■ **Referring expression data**
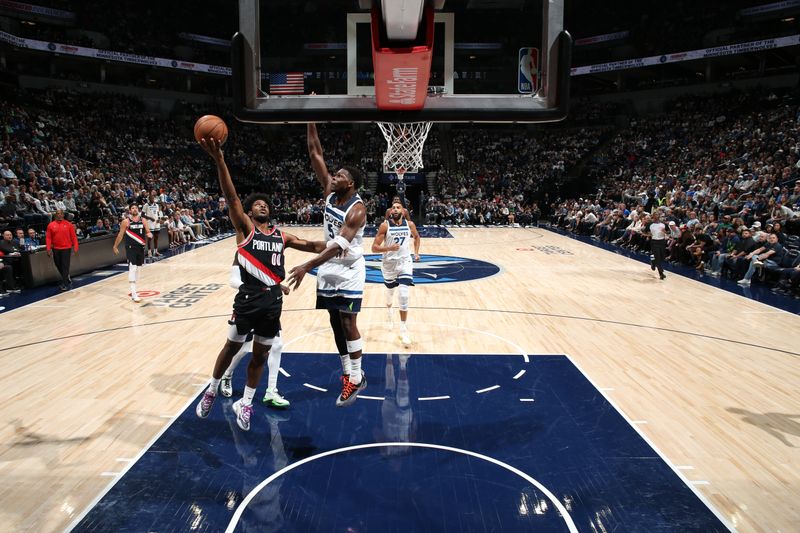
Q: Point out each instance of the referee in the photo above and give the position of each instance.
(658, 243)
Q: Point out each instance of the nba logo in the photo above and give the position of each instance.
(528, 70)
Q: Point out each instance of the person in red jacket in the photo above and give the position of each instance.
(60, 237)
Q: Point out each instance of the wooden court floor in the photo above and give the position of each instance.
(90, 378)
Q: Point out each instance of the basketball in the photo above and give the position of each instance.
(211, 126)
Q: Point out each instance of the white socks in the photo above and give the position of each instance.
(249, 393)
(345, 363)
(274, 364)
(355, 371)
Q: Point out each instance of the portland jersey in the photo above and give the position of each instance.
(261, 258)
(135, 233)
(333, 223)
(398, 234)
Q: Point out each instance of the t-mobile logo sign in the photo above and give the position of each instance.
(403, 85)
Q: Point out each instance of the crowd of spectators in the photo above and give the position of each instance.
(711, 165)
(722, 170)
(499, 175)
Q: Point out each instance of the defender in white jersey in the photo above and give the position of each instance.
(394, 240)
(342, 271)
(152, 212)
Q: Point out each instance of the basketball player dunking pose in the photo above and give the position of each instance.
(135, 231)
(406, 215)
(393, 240)
(257, 306)
(342, 270)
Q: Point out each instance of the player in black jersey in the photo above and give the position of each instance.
(257, 305)
(136, 232)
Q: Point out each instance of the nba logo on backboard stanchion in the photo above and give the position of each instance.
(528, 70)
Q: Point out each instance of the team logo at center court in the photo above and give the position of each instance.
(434, 269)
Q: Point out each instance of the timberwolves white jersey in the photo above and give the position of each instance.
(333, 223)
(342, 277)
(398, 234)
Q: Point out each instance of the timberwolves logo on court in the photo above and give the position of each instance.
(435, 269)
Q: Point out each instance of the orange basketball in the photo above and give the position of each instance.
(211, 126)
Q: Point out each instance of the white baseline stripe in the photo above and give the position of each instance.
(555, 501)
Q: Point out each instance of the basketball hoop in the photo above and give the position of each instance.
(404, 142)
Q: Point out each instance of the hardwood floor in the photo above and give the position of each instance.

■ **Assigned task**
An exact, image-free transcription of all the records above is needed.

■ **Result of this exercise**
Q: Point out each instance of the referee in the photo above and give the position of each instance.
(658, 243)
Q: Point out each instance of the nba logo in the photo above and give the position of each instance.
(528, 70)
Q: Point out each instance of the person in red jacket in the photo above and give the position of each instance.
(60, 237)
Q: Point out each instance of the wooden court floor in the photo above and give the position of each instance.
(90, 378)
Q: Point out each instance of the basketball in the photo above and give the position of each instance.
(211, 126)
Q: Point out each instance of the white socks in the photo above and give the position of each instance.
(249, 393)
(345, 363)
(274, 364)
(355, 371)
Q: Point out each instance of the portland jersey in the photo above and give the position of each instance.
(261, 258)
(135, 233)
(333, 223)
(398, 234)
Q: Point out each instance of the t-mobile logo sign in the photo above and give the position of each instance.
(403, 85)
Q: Point out each instance of the crowd of spectators in the photo above and give the position of each instance.
(711, 165)
(722, 170)
(499, 175)
Q: Point out each instance of the defender in white jersey in the photo above and give the position of each instance.
(394, 240)
(342, 271)
(152, 212)
Q: Point out each instance of the basketball player dunking pose in the photo above and give the position of each instance.
(135, 231)
(406, 215)
(393, 240)
(257, 306)
(342, 270)
Q: Point out each instance of the player in black jersey in the photo above and give the position of each instance.
(257, 305)
(136, 232)
Q: Point out each instance of the nba logo on backboard stanchion in the photo above and give the position of each instance.
(528, 70)
Q: Point out each instance of the team logo at center court in the photo above and give the position of each instance.
(434, 269)
Q: Point out each instance of the timberwolves white jersey in the photo above and give the position of each instance.
(333, 223)
(342, 277)
(398, 234)
Q: Point out each instance of the timberwolves logo on court in the photo above and give the position of each instance.
(435, 269)
Q: Point out each instance of the orange basketball in the photo above and give the position of each instance.
(211, 126)
Q: Point out each instance of the white baseline stripe in the photo above and give the position of each instance.
(555, 501)
Q: Point out each instance of the basketball hoop in the photo above and give the position of each instance.
(404, 142)
Q: Point out each instance of the hardwood floor in the photo above and give the position of each instance.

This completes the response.